Please transcribe the listing below exactly, but only from the line containing "litter in the photo above." through its last line.

-- Opening Marker --

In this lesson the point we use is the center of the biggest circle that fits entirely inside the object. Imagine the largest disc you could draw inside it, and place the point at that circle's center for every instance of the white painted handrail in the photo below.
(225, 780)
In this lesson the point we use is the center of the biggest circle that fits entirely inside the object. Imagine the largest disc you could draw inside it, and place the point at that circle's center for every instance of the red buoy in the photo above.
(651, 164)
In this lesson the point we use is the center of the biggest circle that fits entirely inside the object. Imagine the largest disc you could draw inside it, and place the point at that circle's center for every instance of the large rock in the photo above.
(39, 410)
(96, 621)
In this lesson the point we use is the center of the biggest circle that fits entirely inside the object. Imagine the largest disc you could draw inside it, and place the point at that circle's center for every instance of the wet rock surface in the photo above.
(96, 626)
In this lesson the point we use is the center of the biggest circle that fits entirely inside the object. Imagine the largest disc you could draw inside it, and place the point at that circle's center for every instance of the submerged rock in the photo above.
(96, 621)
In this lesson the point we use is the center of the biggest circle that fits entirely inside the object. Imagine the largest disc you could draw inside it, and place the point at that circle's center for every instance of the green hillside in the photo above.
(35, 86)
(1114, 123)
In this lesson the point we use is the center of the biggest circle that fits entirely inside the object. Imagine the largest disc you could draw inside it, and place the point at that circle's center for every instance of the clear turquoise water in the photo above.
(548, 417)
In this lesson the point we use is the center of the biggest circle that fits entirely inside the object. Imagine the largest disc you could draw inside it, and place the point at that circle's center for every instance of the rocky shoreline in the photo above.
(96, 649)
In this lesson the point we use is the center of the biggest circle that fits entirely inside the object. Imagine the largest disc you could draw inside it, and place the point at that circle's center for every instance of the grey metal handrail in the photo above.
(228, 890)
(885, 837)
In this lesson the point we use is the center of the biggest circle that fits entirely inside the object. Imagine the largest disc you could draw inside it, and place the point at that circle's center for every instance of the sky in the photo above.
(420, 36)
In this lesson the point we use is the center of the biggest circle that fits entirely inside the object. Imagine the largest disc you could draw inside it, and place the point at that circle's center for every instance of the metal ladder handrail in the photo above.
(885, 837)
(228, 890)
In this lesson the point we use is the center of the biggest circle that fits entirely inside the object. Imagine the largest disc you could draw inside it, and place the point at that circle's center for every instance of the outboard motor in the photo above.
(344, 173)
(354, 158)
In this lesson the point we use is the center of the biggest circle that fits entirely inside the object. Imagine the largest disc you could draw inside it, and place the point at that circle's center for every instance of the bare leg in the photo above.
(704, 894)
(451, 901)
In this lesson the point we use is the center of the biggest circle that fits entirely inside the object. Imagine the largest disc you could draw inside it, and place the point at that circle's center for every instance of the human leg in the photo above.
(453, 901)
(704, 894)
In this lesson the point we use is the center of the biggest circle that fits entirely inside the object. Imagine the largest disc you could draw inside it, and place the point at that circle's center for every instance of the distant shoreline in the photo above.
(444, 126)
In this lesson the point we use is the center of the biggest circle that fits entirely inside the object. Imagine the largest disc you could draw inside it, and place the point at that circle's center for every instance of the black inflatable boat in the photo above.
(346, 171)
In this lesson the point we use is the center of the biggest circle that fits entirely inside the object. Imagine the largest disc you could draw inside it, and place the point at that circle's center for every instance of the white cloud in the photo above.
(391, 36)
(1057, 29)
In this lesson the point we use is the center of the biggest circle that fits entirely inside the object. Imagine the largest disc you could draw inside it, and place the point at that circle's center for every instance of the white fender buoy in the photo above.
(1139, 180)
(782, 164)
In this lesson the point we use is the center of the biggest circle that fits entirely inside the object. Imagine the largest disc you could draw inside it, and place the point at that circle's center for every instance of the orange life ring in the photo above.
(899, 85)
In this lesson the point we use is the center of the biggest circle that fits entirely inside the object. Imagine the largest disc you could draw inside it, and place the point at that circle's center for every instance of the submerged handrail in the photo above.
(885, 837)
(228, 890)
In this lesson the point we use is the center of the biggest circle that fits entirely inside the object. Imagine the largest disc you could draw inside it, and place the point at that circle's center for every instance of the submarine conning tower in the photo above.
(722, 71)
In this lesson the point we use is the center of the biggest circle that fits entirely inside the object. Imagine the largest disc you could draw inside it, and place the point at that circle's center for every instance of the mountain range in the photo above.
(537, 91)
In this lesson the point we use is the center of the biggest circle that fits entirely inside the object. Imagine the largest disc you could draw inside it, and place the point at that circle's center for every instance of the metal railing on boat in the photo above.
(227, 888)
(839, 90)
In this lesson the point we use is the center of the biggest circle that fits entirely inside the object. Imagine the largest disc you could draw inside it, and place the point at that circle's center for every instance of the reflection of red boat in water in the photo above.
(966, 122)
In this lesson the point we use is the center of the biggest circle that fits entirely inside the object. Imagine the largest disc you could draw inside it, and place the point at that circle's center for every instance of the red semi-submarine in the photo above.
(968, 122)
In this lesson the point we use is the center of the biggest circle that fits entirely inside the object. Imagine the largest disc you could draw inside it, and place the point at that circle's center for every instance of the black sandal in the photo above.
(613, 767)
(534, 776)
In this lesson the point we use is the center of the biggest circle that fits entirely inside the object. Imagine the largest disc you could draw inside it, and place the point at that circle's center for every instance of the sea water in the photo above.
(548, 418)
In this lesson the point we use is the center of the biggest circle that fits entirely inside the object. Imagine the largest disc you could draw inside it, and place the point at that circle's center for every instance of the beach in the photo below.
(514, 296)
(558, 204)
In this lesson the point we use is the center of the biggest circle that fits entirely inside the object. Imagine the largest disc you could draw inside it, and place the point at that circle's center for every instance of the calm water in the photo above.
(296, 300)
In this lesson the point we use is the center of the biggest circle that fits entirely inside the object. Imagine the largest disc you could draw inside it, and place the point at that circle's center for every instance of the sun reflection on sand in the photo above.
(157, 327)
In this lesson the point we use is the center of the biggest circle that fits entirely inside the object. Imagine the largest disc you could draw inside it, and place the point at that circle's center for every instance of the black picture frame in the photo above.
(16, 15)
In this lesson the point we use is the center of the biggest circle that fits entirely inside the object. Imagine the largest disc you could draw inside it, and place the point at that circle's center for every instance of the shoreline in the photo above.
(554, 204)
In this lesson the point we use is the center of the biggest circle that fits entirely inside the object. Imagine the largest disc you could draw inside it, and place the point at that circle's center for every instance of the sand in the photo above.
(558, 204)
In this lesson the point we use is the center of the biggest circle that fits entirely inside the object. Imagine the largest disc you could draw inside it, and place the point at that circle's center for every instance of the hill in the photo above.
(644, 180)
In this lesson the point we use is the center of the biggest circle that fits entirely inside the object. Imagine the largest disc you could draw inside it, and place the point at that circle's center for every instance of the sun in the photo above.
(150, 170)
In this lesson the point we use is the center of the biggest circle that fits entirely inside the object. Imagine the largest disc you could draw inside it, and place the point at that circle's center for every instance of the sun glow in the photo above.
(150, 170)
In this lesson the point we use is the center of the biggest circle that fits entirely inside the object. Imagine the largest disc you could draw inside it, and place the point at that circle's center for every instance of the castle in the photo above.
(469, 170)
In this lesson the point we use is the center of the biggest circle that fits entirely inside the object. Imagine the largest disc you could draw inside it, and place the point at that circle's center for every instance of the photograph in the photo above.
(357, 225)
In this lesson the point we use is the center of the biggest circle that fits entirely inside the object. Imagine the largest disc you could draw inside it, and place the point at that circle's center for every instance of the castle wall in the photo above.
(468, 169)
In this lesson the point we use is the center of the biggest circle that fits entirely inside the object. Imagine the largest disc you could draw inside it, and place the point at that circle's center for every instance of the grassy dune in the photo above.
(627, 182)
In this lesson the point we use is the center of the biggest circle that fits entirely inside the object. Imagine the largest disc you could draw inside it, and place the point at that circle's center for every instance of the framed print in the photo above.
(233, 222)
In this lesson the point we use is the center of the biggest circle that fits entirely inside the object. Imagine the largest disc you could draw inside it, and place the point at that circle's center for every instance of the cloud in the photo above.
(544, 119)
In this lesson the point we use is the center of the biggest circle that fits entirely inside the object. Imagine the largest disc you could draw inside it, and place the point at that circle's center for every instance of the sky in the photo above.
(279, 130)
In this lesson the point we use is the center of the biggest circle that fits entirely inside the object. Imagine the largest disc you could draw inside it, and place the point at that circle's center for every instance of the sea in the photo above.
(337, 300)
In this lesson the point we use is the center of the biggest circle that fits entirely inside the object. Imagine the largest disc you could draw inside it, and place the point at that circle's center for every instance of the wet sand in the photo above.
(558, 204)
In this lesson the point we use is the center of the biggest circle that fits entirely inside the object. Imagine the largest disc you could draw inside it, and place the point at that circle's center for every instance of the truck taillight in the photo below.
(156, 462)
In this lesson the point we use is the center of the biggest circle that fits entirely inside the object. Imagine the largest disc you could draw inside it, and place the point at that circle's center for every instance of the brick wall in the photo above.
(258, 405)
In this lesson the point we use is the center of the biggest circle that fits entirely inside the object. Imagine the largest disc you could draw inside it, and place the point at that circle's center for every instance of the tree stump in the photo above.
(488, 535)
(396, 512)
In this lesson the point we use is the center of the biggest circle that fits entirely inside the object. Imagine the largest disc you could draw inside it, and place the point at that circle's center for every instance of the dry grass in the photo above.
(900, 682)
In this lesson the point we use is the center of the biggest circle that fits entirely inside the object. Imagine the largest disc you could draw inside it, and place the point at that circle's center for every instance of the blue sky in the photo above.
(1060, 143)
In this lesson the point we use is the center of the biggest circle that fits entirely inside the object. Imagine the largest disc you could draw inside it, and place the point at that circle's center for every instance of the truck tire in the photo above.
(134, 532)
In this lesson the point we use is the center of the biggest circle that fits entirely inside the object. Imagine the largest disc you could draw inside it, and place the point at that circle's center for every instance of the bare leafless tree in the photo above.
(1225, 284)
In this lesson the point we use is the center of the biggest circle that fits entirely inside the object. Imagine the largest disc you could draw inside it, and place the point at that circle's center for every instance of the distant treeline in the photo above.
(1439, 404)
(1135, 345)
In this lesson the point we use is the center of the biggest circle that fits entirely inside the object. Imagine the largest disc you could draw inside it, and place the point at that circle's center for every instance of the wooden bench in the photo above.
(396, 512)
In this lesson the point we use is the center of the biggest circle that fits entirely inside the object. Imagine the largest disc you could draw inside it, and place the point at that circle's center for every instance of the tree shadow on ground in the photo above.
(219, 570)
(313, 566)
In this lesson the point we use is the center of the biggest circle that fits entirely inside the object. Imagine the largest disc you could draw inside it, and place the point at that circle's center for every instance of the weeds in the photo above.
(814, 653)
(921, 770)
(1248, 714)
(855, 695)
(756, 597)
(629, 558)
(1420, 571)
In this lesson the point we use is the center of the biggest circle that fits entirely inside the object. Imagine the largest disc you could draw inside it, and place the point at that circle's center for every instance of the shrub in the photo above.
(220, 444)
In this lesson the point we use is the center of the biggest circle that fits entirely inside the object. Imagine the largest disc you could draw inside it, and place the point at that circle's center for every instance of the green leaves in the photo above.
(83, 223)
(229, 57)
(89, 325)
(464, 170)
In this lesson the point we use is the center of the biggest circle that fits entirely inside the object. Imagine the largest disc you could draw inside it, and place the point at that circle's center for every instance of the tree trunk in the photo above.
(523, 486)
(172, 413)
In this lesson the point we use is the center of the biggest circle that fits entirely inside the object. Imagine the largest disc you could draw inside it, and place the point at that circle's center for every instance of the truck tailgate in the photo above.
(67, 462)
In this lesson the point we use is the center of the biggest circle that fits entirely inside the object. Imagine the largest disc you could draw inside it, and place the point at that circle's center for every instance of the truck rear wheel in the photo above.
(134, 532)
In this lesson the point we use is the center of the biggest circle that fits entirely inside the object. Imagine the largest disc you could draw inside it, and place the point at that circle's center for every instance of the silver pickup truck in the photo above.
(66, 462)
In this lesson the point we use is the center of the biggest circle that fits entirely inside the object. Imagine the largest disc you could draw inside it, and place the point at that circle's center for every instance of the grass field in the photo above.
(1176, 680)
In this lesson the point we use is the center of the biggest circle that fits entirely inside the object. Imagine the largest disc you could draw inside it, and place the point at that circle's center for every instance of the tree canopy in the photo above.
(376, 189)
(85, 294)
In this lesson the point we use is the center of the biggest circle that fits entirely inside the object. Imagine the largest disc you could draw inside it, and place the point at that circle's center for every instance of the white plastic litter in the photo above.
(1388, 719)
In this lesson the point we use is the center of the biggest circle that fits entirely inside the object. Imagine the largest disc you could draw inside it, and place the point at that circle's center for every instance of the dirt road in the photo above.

-- Closing Marker --

(FINISHED EXERCISE):
In this lesson the point we use is the center of the biggest circle that fits entirely inside the object. Imagine the largest disc you could draw inside it, and place the point at that circle's center for every instance of the white plastic litter in the photo above.
(1388, 719)
In this lesson the point we use is the center of the biggest circle that fits entirely inside the object. Imagine the largest disc you could draw inside it, and place the point at that circle's center for every instance of the dirt road in the photo above.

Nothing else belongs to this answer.